Word for word, print each line of the listing below; pictures stay out.

### MATERIAL SUPPLIED:
--

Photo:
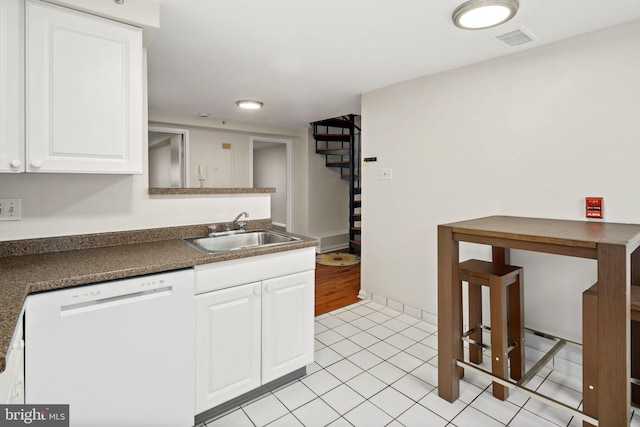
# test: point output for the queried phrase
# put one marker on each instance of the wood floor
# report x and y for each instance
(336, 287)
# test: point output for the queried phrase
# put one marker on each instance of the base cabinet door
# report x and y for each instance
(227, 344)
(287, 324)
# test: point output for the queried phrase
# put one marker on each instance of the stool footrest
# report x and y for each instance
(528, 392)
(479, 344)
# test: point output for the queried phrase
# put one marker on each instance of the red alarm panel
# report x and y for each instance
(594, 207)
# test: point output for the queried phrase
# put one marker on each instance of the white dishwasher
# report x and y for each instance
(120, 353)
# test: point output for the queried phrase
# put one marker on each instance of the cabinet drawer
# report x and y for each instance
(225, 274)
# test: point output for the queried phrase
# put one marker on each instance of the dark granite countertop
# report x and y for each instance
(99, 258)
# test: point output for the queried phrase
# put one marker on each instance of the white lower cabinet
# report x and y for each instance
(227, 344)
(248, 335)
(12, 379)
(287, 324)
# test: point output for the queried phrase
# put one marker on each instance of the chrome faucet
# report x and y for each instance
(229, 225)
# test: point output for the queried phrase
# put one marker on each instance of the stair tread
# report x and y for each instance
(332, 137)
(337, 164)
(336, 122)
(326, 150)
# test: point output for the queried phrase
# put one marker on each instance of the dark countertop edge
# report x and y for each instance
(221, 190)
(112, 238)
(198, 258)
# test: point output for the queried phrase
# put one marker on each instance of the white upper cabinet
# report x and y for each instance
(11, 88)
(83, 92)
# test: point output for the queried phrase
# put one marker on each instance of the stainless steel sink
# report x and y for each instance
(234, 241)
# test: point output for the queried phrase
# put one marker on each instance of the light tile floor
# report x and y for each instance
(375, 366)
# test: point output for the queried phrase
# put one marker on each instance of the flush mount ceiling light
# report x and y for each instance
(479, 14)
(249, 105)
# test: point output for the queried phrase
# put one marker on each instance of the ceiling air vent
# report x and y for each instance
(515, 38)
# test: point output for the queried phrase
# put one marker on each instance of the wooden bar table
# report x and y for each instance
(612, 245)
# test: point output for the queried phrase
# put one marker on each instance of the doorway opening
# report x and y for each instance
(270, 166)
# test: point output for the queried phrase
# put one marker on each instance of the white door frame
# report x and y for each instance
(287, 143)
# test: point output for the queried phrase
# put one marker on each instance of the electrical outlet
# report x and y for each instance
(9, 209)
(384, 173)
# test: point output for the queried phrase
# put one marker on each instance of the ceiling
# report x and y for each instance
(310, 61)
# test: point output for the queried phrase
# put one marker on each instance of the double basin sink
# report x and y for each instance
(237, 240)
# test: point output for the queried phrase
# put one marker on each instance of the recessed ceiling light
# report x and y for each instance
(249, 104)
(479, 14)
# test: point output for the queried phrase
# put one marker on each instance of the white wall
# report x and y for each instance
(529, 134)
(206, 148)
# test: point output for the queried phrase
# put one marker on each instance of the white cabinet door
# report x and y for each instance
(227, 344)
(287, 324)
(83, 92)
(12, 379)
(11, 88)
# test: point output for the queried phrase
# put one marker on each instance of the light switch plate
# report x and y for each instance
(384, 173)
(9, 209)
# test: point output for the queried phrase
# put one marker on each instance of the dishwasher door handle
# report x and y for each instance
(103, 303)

--

### RESULT OF THIS EXERCISE:
Photo:
# test: point output for the queried phrase
# put one marker on each instance of the wood floor
# report x and y for each instance
(336, 287)
# test: point output for the queried phrase
# put one marker on each instance of the base cabinet door
# report x and y for each instance
(227, 344)
(287, 324)
# test: point output for the queried phrase
# put one marker on each instance of the stool footrest
# report x and y for each instance
(528, 392)
(479, 344)
# test: point output for the queried phrase
# put one marker on each instance of the red alarm panel
# report x and y for each instance
(594, 207)
# test: point output for the queried phrase
# put one marker on each instance of the white dishwasher
# report x and y for each instance
(120, 353)
# test: point output for the queried phrase
# put one marker on each instance of the cabinet drawer
# report x and y for each instance
(225, 274)
# test: point output for the queried phrase
# put one marker on each instance of the dark granite countertop
# report x and y for each instance
(99, 258)
# test: point output for the queried phrase
# put one marker on each instance of the white lower cabinet
# report x and y for each instance
(227, 344)
(248, 335)
(12, 379)
(287, 324)
# test: point output for the queried phrase
# put one marker on each instance of the chrome faucet
# report x and y for each instance
(229, 225)
# test: point output for the queried phrase
# put one marker on each instance of the stair tread
# report x and y for each instance
(332, 137)
(337, 164)
(336, 122)
(326, 150)
# test: point output for the queried phrase
# put one marker on each instance of the dark countertop edge
# report x and y for each instance
(221, 190)
(112, 238)
(198, 258)
# test: point output for the queried phrase
# put one marker on each instance of the white upper cabinet
# report x and y for each instance
(11, 88)
(83, 92)
# test: point output for the queried phrase
# put one marker on each instance of the stainless steel sink
# report x and y for each instance
(234, 241)
# test: point output for the queried phrase
# put one marker on each instance of the light tile floor
# report x and y for each instance
(375, 366)
# test: point output for the queried phrase
# put one marker on each instance of the flush mount ceiling light
# report x and y for each instance
(479, 14)
(249, 105)
# test: point output for the queried phrase
# put one marker on each instance of the ceiling air vent
# report x and y for each instance
(515, 38)
# test: point output for the queried phrase
# put one marker on each instance of the wooden bar table
# report x and y for each instance
(612, 245)
# test: point output for the queried phrase
# put one marker on each instance of the doorway opening
# report x and y for each instance
(270, 166)
# test: point output for the queried phrase
# put one marker on each instance of the white door frame
# report x and y for each instance
(287, 143)
# test: point output for the queried phrase
# put one marker on each instance of the electrical outlet
# report x and y for each instance
(9, 209)
(384, 173)
# test: point output for the queried phrase
# put one marker on each instance of the ceiling
# report x and y for each instance
(310, 61)
# test: point output for the queried phrase
# put one marker on each instance of the double basin sink
# report x and y for each instance
(237, 240)
# test: point output for the queried phrase
# put one marker on each instance of the recessed ceiling light
# report x and y for each instance
(249, 104)
(479, 14)
# test: point output for the queried phrase
# put one marker on each instance of the white wall
# report x and y for each instance
(529, 134)
(206, 148)
# test: point output for the queried phrase
# put one marker on each instance of the white cabinet door
# report x and y for each instance
(227, 344)
(287, 324)
(83, 92)
(12, 379)
(11, 88)
# test: point output for the queried phrase
# put one marker on each instance of the light switch plate
# report x and y for each instance
(384, 173)
(9, 209)
# test: point output for the queried phrase
# put one marker on each instance of the dishwasher door handle
# report x and y for each instance
(103, 303)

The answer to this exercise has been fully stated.